Masking, also known as fortressing, is a coping mechanism that many people, especially Autistic people, employ to navigate social interactions and life in general. It involves creating a facade or adopting social personas to blend in and protect ourselves from potential harm or rejection. For Autistic people, masking goes beyond surface-level adaptations. It often involves enduring pain and discomfort, having really poor boundaries and exhibiting trauma responses as a means of self-preservation. This article aims to explore the profound impact of masking, the experience of fortressing, and the longing for authenticity among Autistic people.

 

Understanding Masking:

 

Masking is a complex phenomenon that emerges from the desire to belong. It is often described as something Autistic people do to “fit in”. Logically then the next question ought to be “why aren’t we allowed in?” but unfortunately the “experts” didn’t focus on our social environment and how we fortress ourselves to avoid the pain caused by judgment and rejection. Autistics may imitate the behaviour and interests of others to align with social groups or workplaces, even if it doesn’t align with our authentic preferences. We may agree to do things that we are uncomfortable doing, go places that we don’t want to go and say yes when we really mean no. Our social personas we create can entertain others, be the life and soul of the party or be the class clown – all as a way to protect our inner selves from rejection and ridicule.

Information shown:
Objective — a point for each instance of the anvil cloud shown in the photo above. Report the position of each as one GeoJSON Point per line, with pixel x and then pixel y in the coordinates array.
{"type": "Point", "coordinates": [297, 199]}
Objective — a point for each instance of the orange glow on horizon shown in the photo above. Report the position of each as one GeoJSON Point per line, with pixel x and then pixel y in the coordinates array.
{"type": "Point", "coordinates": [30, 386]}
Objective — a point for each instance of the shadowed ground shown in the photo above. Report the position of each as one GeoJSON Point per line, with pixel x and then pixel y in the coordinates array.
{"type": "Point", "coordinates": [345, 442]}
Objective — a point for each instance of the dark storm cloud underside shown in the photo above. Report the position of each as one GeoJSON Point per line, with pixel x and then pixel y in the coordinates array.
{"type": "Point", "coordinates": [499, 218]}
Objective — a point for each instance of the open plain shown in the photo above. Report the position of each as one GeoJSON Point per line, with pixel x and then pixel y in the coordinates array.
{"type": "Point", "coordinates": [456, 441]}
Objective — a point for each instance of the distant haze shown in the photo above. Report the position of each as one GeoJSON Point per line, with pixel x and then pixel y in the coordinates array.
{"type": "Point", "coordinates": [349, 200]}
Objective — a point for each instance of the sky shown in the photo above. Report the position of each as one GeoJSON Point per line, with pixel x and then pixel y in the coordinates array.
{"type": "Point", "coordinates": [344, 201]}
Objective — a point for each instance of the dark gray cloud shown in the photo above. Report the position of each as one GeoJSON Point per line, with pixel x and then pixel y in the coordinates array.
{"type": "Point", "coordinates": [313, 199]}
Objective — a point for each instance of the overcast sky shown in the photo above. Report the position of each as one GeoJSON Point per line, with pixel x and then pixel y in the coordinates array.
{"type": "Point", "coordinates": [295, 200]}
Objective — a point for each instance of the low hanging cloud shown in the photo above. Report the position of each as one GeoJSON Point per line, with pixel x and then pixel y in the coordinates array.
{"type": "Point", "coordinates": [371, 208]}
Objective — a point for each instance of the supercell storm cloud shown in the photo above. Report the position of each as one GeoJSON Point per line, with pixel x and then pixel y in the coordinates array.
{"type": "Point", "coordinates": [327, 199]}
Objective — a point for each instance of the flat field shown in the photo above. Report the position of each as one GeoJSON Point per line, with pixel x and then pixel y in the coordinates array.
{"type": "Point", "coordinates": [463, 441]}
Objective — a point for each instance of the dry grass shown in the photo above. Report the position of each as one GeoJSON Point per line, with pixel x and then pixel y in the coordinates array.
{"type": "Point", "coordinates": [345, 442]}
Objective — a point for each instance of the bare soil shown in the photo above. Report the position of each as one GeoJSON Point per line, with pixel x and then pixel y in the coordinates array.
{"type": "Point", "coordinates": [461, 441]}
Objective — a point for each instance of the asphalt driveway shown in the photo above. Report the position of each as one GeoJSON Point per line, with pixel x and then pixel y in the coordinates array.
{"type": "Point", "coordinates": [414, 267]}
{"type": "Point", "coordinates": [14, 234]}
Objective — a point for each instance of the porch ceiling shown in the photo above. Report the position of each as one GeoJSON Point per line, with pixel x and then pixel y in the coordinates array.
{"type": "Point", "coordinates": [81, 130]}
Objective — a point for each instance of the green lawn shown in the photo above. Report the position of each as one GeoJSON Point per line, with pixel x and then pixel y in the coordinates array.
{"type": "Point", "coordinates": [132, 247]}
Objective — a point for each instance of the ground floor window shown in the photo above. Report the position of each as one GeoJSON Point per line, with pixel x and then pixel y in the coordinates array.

Things to do:
1. Transcribe the passage on masking between "Masking, also known" and "among Autistic people.", inclusive.
2. In the passage on masking, what other name is given for masking?

Answers for the exercise:
1.
Masking, also known as fortressing, is a coping mechanism that many people, especially Autistic people, employ to navigate social interactions and life in general. It involves creating a facade or adopting social personas to blend in and protect ourselves from potential harm or rejection. For Autistic people, masking goes beyond surface-level adaptations. It often involves enduring pain and discomfort, having really poor boundaries and exhibiting trauma responses as a means of self-preservation. This article aims to explore the profound impact of masking, the experience of fortressing, and the longing for authenticity among Autistic people.

2. Fortressing.